DOCUMENT SECTION ▸
=====
Catch-22 has a brilliant hook, but I think Joseph Heller is criminally overrated. My overarching response to his Something Happened was that…well…pretty much nothing happened. That may have been the point, but if so, it shouldn’t have been buried in 600-odd pages of bleak. All of which is prefatory to saying that I hadn’t intended to write about the markets in this edition of The Better Letter, but a bunch of important somethings happened in the markets last week, so I start there before moving on to some fun stuff and then to cancel culture.
Where’s the Fire?
“The fundamentals of the U.S. economy remain strong.”
That was the unfortunate opening line, provided by the Trump team, of the statement by Federal Reserve Chairman Jerome Powell announcing the Fed’s between-meeting, “emergency” half-point rate cut Tuesday on account of the global spread of the coronavirus and the anticipated economic consequences therefrom. However, as the economist John Kenneth Galbraith reminded in his Introduction to The Great Crash, 1929:
“Always when markets are in trouble, the phrases are the same. ‘The economic situation is fundamentally sound’ or simply ‘The economic situation is fundamentally sound’ or simply ‘The fundamentals are good.’ All who hear these words should know that something is wrong.”
Ouch.
The administration would have been well-served to have been more well-read (the general public too: on Tuesday, with 15 primary elections, crazy markets, an emergency Fed rate cut, and the growing worldwide coronavirus outbreak, the top story on Facebook was about Hillary Clinton’s emails).
Something indeed is wrong. The Fed is doing what it can, but its tools are limited: “a rate cut will not reduce the rate of infection — it won’t fix a broken supply chain,” Powell warned. Moreover, the Fed can’t “print a vaccine,” it can’t “help companies deal with delayed orders or an infected work force,” and it can’t “get people to go out.”
We need what Powell called a “multifaceted” response – first and foremost a competent and effective health policy (which there are very good reasons to doubt*) and, secondarily, a carefully enacted fiscal policy, neither of which are in the Fed’s toolbox (although the president signed an $8 billion coronavirus funding bill last week). Still, the projected economic problems seem largely temporary, empty airliners and hotel rooms notwithstanding.
More problematic, at least for the markets, is that the Fed pulled the fire alarm without pointing out the fire.
=====
INFORMATION SHOWN ▸
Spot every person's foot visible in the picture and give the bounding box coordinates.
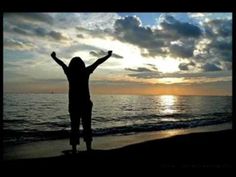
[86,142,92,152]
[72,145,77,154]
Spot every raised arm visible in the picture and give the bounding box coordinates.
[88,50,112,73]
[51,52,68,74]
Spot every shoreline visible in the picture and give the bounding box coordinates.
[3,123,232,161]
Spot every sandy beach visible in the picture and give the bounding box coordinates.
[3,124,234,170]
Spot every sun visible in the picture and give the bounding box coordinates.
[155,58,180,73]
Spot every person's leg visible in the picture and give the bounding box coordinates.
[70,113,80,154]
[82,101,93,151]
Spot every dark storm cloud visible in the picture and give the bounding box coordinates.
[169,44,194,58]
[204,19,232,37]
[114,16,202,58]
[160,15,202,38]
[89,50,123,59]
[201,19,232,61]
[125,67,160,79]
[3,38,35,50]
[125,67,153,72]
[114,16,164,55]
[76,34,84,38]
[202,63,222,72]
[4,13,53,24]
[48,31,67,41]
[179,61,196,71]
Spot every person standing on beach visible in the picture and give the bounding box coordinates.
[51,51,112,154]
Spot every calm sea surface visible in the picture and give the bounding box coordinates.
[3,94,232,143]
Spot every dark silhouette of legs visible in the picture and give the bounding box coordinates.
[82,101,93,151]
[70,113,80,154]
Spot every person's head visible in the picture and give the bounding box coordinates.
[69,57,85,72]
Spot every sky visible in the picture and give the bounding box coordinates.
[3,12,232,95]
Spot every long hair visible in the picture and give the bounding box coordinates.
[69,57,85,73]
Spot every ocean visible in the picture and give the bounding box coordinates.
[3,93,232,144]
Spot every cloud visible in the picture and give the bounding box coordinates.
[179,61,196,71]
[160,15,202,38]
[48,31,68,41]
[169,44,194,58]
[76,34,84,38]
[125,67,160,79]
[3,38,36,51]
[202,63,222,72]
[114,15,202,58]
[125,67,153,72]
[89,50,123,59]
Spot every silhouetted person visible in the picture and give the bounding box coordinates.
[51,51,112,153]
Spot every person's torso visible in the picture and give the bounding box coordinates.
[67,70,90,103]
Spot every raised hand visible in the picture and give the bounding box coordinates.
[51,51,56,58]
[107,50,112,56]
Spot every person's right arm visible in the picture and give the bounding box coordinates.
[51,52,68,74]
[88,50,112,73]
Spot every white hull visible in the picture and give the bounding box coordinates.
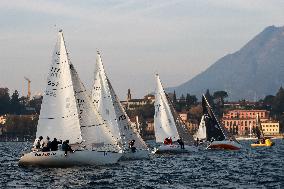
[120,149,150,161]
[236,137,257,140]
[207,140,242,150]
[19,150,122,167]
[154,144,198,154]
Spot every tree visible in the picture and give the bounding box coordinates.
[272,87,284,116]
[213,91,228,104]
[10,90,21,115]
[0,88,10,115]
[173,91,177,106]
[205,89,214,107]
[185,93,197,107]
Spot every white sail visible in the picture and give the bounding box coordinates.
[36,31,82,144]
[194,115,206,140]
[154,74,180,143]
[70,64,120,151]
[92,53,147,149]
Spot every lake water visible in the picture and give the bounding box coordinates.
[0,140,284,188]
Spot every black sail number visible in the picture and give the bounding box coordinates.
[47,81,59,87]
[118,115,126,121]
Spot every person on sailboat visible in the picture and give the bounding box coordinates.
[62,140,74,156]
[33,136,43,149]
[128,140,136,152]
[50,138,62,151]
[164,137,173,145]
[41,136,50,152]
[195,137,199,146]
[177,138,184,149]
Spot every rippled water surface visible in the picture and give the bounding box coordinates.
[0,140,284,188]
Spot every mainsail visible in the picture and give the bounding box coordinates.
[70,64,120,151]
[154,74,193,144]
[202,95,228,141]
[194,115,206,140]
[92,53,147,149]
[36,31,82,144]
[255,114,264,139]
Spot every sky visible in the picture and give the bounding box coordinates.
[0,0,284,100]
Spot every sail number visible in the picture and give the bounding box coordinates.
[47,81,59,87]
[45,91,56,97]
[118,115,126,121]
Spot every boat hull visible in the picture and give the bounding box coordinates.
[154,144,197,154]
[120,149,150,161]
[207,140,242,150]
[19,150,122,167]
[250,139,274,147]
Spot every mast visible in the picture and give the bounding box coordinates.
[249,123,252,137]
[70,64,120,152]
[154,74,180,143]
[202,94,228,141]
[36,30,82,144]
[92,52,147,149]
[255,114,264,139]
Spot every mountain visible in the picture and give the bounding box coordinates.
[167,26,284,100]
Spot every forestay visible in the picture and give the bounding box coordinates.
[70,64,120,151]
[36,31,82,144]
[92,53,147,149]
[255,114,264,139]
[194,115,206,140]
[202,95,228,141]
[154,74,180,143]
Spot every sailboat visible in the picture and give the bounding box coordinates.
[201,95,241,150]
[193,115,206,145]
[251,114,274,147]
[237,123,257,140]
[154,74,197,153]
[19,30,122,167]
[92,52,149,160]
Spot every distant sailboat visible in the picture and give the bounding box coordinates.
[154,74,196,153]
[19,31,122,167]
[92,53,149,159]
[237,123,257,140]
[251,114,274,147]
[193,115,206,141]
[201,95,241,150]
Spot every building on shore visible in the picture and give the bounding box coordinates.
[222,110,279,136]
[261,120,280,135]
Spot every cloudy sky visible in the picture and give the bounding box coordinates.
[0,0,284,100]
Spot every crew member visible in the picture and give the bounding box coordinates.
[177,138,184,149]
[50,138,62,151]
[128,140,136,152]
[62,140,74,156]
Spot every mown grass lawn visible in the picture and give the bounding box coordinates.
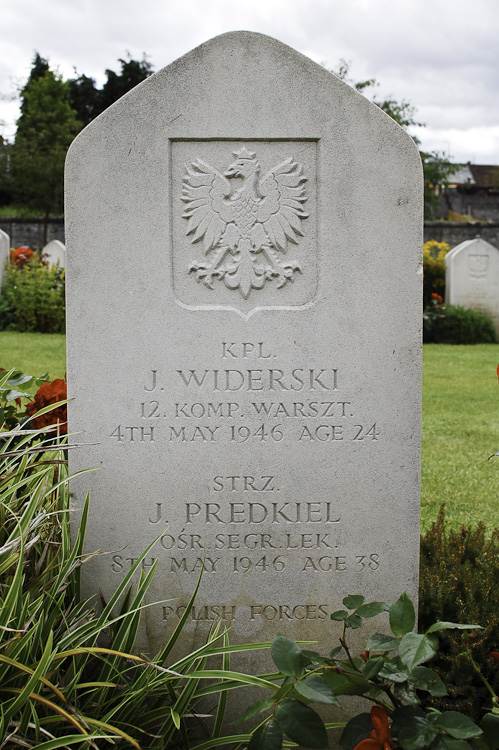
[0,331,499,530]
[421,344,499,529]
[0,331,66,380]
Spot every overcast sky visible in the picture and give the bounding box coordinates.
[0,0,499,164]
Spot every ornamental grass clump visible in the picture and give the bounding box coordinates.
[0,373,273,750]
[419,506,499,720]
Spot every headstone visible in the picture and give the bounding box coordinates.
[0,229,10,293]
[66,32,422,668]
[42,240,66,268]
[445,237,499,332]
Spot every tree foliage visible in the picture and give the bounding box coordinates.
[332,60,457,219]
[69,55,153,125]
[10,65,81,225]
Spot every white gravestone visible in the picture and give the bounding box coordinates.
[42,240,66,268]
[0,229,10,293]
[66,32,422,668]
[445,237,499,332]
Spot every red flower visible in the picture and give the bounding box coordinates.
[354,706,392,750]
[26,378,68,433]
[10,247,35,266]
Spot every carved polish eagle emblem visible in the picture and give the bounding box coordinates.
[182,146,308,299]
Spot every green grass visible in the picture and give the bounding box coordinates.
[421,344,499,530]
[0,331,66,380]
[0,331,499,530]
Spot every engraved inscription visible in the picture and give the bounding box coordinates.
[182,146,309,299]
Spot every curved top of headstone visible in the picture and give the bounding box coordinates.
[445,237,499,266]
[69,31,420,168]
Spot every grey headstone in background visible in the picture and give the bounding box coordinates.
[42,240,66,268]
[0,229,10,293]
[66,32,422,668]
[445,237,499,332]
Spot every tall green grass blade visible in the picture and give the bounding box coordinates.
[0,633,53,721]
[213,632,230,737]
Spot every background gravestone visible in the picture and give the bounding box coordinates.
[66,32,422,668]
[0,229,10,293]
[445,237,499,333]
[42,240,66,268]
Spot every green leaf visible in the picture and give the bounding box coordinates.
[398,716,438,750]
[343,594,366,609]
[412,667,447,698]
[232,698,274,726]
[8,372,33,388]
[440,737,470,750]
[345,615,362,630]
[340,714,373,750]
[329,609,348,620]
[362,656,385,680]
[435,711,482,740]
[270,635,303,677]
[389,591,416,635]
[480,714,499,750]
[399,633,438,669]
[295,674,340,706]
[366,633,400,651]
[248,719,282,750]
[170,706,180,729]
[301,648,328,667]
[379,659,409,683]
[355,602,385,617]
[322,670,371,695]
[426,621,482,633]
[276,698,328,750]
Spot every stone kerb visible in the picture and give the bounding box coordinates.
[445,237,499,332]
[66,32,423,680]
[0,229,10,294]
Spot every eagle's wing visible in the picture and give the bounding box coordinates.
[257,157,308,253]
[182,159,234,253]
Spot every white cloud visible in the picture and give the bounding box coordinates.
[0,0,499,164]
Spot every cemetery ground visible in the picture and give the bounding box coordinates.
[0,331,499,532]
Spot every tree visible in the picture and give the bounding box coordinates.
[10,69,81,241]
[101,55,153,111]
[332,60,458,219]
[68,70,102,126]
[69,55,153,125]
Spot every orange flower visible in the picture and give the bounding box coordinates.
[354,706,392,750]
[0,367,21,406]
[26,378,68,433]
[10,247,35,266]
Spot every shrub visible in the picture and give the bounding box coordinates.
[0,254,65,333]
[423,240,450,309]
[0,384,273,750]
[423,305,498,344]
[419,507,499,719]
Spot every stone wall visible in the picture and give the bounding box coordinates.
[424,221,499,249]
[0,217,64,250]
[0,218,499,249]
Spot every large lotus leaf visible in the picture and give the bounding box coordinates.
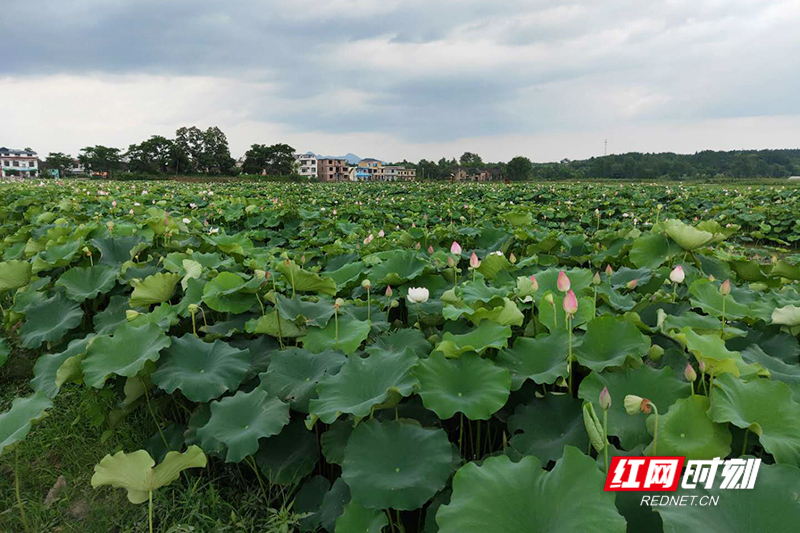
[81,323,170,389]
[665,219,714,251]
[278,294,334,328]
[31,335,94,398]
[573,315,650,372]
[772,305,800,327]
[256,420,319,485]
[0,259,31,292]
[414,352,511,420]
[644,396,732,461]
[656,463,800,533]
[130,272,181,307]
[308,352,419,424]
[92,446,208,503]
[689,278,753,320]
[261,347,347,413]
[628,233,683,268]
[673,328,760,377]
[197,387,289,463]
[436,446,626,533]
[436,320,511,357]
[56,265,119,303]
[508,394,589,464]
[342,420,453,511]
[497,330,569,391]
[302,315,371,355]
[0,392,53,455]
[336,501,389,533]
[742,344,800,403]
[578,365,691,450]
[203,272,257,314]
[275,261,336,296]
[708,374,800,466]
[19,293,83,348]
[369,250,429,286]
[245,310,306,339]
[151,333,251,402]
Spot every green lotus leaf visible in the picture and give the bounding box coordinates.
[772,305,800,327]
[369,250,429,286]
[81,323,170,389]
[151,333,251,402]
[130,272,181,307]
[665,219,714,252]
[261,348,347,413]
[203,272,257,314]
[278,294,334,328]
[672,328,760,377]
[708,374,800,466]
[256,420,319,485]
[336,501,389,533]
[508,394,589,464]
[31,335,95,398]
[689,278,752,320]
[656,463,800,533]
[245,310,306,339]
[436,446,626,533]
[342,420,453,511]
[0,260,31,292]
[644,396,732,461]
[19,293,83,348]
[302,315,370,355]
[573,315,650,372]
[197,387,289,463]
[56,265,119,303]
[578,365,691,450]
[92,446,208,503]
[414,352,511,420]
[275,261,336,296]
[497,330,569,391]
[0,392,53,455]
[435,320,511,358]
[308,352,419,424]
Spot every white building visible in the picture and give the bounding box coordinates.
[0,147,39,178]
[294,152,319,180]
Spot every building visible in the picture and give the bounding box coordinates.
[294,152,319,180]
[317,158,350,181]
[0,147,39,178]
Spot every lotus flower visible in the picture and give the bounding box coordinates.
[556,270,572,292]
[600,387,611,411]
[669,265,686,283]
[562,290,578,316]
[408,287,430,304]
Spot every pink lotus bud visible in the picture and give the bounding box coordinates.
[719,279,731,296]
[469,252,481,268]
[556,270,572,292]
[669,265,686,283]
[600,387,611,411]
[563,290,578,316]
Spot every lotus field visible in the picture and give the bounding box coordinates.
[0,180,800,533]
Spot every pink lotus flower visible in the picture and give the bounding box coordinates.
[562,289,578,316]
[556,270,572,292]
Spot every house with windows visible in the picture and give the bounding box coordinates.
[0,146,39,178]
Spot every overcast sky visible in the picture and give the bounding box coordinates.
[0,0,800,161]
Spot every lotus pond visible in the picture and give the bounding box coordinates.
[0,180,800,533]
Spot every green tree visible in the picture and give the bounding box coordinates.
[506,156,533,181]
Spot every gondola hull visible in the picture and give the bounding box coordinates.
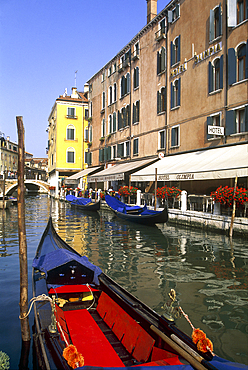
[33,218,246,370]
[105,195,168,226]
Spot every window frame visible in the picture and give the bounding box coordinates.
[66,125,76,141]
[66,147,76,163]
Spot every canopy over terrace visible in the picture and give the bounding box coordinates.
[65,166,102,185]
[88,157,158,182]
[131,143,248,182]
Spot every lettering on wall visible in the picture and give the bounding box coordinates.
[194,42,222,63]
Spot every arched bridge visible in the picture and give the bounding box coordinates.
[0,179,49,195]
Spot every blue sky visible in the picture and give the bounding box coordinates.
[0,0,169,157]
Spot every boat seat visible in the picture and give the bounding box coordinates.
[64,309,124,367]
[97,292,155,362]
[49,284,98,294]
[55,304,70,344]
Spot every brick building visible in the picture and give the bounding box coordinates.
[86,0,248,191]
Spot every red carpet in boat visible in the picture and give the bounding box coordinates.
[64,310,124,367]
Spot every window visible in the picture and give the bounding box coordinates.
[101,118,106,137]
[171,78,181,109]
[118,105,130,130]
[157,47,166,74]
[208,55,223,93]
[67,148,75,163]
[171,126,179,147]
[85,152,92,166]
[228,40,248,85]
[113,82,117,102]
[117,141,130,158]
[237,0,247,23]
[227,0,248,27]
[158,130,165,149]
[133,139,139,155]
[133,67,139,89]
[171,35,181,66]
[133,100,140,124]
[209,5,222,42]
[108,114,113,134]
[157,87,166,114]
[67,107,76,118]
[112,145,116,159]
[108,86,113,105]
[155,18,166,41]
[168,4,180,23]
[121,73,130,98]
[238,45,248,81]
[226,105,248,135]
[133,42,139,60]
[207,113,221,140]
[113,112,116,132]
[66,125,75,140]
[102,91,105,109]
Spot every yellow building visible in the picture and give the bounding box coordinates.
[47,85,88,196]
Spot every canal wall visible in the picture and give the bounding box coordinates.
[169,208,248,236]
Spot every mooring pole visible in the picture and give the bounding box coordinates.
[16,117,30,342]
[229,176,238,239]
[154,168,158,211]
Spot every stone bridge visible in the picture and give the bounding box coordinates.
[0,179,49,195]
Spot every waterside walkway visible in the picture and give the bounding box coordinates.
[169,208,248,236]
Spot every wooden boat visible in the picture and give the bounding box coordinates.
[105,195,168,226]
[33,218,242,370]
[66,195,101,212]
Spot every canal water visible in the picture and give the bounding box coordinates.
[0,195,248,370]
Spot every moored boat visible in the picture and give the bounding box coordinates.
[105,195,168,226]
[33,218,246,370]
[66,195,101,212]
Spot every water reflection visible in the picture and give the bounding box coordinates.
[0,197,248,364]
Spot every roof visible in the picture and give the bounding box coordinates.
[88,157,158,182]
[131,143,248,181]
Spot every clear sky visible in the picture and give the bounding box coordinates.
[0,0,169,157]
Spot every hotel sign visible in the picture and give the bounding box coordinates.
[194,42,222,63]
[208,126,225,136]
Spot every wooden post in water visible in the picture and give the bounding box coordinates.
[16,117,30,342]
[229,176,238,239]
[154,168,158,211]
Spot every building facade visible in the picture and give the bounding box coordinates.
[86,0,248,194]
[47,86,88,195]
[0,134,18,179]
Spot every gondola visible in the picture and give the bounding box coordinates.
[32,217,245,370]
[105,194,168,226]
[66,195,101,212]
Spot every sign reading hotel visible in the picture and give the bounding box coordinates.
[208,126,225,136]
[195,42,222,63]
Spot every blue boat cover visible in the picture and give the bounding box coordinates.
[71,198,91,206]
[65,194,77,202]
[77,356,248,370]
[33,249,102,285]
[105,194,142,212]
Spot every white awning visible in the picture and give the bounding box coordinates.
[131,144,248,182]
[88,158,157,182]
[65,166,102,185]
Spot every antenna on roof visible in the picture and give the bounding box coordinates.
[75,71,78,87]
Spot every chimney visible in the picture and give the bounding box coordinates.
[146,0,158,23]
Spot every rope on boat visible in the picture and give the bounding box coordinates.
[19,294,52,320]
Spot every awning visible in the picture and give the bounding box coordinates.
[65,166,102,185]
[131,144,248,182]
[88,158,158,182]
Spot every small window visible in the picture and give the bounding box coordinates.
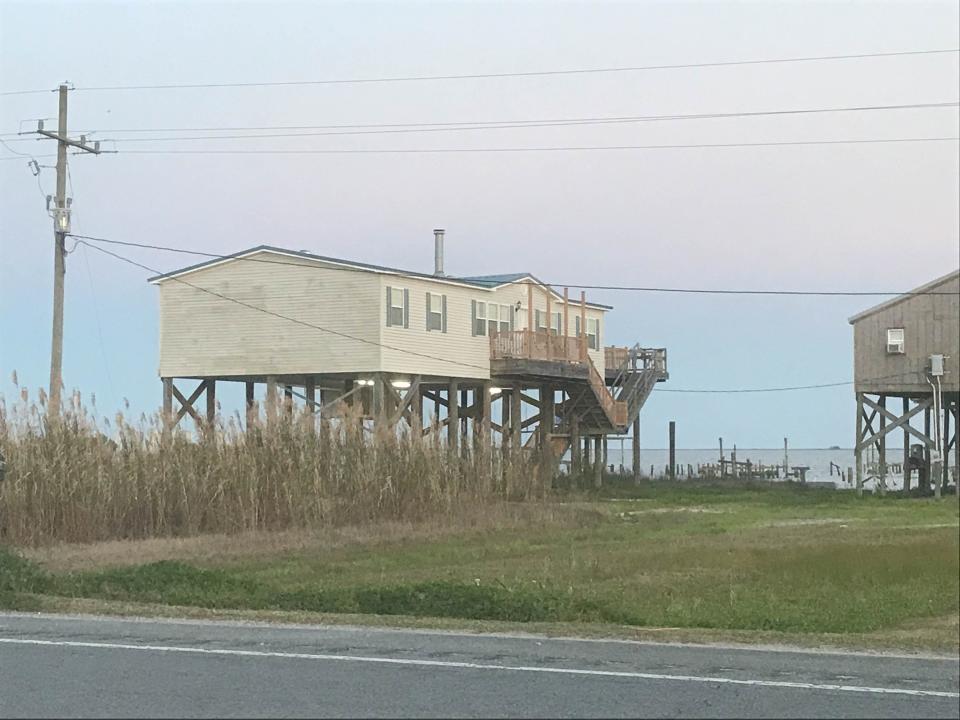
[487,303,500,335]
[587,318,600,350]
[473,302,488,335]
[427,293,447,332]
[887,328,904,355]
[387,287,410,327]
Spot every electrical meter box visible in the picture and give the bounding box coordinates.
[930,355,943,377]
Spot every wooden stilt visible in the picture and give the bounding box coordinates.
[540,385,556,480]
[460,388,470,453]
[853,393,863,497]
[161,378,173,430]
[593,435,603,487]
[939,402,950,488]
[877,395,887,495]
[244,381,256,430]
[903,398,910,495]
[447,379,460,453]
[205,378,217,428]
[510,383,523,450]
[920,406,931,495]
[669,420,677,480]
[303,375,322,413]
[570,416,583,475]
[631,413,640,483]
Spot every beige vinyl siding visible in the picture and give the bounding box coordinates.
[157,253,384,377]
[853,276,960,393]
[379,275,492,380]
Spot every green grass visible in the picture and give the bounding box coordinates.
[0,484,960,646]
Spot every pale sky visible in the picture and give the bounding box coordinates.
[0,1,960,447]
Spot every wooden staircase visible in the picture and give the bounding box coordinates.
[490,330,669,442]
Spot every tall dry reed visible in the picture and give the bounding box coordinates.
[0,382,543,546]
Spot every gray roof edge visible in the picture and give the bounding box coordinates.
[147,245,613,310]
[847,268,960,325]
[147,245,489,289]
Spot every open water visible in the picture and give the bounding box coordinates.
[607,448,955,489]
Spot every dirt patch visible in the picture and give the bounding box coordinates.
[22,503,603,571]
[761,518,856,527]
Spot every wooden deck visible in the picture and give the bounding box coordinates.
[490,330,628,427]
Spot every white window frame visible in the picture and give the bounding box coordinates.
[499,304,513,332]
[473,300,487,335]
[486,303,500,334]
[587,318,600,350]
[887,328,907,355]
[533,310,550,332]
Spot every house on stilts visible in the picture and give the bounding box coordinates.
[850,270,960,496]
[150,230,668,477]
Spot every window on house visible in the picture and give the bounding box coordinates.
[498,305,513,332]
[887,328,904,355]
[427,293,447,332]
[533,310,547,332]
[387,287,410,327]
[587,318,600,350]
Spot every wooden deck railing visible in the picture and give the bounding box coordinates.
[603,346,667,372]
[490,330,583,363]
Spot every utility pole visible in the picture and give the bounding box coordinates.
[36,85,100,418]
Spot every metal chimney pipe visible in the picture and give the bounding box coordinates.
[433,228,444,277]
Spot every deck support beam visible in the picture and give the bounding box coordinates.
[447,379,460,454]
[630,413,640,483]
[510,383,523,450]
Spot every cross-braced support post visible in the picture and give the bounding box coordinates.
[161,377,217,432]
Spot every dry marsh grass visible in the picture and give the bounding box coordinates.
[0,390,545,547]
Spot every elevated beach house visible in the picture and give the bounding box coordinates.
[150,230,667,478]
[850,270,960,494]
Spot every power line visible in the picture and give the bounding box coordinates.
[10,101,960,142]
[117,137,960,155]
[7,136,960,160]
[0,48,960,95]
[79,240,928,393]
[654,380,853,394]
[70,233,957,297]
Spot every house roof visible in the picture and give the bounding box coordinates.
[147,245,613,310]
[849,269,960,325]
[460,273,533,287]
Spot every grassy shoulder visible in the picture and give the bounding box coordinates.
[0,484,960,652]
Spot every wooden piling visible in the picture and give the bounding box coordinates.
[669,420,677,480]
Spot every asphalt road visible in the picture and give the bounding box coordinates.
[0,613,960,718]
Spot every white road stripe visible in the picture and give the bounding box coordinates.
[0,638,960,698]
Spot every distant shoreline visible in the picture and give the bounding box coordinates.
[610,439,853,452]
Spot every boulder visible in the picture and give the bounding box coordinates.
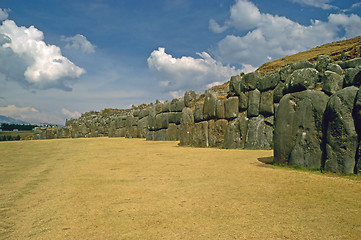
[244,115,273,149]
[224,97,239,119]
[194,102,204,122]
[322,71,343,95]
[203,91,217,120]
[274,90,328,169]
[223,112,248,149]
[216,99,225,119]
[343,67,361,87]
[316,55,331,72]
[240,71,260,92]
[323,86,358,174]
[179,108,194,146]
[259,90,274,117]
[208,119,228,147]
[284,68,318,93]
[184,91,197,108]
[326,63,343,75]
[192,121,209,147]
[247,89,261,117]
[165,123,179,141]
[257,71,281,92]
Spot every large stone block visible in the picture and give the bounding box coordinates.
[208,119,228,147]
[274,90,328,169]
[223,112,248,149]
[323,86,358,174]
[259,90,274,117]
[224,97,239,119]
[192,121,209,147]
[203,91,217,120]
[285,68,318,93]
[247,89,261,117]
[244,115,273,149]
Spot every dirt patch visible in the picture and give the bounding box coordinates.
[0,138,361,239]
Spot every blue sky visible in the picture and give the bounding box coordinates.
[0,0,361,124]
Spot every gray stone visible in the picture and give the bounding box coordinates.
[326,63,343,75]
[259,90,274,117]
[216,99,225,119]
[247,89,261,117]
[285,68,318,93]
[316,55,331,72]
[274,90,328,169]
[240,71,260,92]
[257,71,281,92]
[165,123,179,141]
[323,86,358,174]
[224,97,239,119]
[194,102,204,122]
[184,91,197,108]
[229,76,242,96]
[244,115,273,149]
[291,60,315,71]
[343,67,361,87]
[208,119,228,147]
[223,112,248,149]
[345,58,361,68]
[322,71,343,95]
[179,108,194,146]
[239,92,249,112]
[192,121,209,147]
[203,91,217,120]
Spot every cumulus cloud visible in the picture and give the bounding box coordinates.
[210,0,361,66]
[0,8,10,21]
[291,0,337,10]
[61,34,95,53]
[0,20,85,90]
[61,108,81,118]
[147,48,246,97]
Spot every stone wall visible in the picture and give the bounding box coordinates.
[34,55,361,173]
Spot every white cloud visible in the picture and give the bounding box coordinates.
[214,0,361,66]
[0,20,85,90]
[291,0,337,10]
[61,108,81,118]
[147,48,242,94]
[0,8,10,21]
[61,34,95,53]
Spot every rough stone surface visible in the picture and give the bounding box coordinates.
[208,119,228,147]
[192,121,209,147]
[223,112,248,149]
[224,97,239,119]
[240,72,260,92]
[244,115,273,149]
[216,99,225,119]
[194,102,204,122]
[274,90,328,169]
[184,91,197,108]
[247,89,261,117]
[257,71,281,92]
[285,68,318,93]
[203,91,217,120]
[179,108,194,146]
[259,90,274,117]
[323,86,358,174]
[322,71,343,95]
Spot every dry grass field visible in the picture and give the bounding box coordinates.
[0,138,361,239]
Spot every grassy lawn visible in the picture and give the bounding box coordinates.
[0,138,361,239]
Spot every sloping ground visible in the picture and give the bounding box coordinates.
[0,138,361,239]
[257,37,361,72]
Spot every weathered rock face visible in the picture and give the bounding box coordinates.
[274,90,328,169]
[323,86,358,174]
=====
YOUR GOAL ▸ Could you carry the newsletter essay on the Fed's emergency rate cut forward from its last sentence? You won't need the rows for this.

RESPONSE ▸
It’s clear that problems – potentially big problems – are looming, but they don’t appear to be here yet. The Fed’s precipitous action came despite still generally strong economic data. A between-meeting “emergency” rate cut suggests that another is likely at the next regular meeting…in just a week-and-a-half.
What does the Fed know (or fear) that the market doesn’t?
Bond markets were on fire in a flight-to-safety trade last week, and that mostly happens when some other big thing is on fire (but not in a good way). After falling sharply the previous week, the yield on the benchmark 10-year U.S. Treasury note tumbled further following the Fed’s rate cut, moving below 1 percent for the first time in history on Tuesday and reaching a new record low of 0.657 percent on Friday before rising a bit into the close. Despite violent price action in stocks both up and down since the rate cut, bond markets just keep pushing yields lower – into historic territory such that real yields are less than zero up and down the yield curve.
That’s never happened before. On a risk adjusted basis, the long-bond has outperformed every S&P 500 stock since its most recent peak yield (3.4647%) in November 2018. President Trump wants more. He wants negative interest rates. Already in record territory, there’s no way to know if rates will continue to go down or by how much.
What does the bond market know that we don’t?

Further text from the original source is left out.